*Consigne*: Prolongez le texte sur le virus du sida en reprenant juste après sa dernière phrase.

*Texte à étudier*:
Stéphane Gayet : Cette découverte était espérée depuis longtemps. Il s’agit d’une molécule d’ARN, liée à la multiplication du virus VIH dans la cellule, et qui est indispensable à la poursuite de l’infection virale. C’est même une molécule clef dont la découverte est porteuse de nouveaux espoirs thérapeutiques.

Les grandes lignes du virus du sida (virus VIH) et de ses particularités

La matière vivante, qu'elle soit animale, végétale ou bactérienne, est constituée d'unités de vie appelées cellules vivantes. Une cellule a un métabolisme, respire (consommation d'énergie), a des échanges avec son environnement et son histoire s'achève par la mort, excepté de très rares cellules tumorales immortelles.

Alors que les bactéries (êtres unicellulaires) sont bien vivantes, les virus ne sont que des organismes inertes, sans aucun métabolisme (ni consommation d'énergie, ni respiration), mais infectants et même obligatoirement infectants (en dehors de la situation où ils infectent une cellule, ils sont en état de persistance, plus ou moins durable selon leur résistance dans le milieu extérieur, c'est-à-dire le milieu extra cellulaire).

*Listing affiché*:
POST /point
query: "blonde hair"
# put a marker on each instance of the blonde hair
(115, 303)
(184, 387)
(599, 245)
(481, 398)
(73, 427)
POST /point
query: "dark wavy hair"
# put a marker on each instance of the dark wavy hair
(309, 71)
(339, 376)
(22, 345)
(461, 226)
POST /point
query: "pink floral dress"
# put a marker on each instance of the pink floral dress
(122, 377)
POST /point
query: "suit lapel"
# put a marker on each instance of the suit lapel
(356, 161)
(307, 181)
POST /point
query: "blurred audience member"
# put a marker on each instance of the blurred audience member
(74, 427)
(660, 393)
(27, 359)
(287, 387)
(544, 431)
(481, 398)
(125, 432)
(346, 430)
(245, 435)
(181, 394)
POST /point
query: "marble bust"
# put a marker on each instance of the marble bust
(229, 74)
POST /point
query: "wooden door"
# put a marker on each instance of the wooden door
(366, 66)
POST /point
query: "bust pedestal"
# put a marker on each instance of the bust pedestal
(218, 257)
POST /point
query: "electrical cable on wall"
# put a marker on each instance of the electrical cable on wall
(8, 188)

*Corrigé*:
Le génome (caractères génétiques qui gouvernent une cellule et sont transmis à sa descendance) de tous les êtres vivants est constitué d'acide désoxyribonucléique (ADN), comprenant lui-même des dizaines de milliers d'unités fonctionnelles, qui sont appelées gènes. Certains gènes sont dits codants (ils contiennent le code de la synthèse de protéines) et d'autres sont dits non codants (ce sont des gènes schématiquement régulateurs). Qu'ils soient codants ou non, les gènes sont dans un premier temps, transcrits en ARN qui, à la différence de l'ADN, peut sortir du noyau cellulaire vers le cytoplasme. S'il s'agit de gènes codants, cet ARN est appelé ARN messager ou codant et il va être traduit dans un ribosome en instructions de synthèse pour fabriquer des protéines, grâce à l'intervention de plusieurs ARN de transfert. S'ils ne sont au contraire pas codants, l'ARN formé va coordonner et réguler les synthèses codées par un ou plusieurs ARN messagers.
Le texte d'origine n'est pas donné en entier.